#### DATA PROVIDED:

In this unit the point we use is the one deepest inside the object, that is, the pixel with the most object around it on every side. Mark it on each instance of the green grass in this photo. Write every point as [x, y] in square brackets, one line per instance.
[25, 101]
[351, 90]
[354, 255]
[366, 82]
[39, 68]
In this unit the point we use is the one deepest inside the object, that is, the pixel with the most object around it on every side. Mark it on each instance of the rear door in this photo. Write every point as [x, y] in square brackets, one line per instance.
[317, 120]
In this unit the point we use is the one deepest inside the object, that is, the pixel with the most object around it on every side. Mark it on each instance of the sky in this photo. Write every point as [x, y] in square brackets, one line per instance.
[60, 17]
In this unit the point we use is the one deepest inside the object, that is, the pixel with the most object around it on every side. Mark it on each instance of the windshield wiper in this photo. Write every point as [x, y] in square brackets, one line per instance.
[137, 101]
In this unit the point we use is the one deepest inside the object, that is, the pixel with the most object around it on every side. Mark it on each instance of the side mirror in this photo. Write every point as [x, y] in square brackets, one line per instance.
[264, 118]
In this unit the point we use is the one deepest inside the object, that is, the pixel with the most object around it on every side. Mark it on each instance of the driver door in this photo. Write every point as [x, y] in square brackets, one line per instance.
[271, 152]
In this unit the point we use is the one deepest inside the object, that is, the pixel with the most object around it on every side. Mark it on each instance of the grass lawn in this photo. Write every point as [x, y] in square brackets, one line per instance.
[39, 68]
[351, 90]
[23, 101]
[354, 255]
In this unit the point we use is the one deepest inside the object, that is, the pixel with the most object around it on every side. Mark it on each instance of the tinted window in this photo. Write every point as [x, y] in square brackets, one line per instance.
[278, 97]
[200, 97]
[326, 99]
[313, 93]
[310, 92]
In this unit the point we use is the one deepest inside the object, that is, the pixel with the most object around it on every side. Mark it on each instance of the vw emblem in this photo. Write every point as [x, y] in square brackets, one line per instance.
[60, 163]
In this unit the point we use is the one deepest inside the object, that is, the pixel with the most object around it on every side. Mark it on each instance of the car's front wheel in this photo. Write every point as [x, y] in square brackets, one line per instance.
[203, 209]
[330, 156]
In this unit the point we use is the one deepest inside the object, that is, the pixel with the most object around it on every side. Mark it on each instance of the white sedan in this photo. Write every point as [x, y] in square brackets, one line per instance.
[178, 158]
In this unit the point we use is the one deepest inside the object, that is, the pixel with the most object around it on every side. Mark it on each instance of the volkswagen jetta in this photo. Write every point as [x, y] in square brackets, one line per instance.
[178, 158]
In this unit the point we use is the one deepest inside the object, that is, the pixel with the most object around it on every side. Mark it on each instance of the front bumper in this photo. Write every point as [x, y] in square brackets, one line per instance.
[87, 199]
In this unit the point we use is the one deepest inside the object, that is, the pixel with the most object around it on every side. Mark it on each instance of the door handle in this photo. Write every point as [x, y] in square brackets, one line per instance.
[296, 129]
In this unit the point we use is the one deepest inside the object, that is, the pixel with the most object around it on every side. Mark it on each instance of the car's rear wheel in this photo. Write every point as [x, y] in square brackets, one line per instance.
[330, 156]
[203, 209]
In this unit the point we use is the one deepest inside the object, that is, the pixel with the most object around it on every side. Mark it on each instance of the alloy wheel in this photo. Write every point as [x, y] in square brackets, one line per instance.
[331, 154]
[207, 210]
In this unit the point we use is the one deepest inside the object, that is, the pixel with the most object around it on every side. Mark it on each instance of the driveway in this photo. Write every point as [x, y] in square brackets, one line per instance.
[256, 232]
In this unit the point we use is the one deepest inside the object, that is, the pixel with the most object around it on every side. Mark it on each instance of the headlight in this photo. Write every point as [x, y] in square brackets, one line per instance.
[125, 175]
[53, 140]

#### TASK:
Copy every line from the one containing "of the driveway" through the end of the data, requests included, and shift each x and y coordinate in the answers by -7.

#### RESULT OF THE EXERCISE:
In this unit the point we use is the one deepest inside the object, that is, the pixel with the most object around it on every side. Mark it on each instance of the driveway in this photo. Write every point as [x, y] in square brackets, one line per instance.
[249, 225]
In this unit the point we use is the one deepest inside the object, that is, the pixel with the most object around it on every side. Mark it on each instance of the headlight in this photo. Write every point as [x, y] in square brackets, one line per instance.
[118, 168]
[46, 133]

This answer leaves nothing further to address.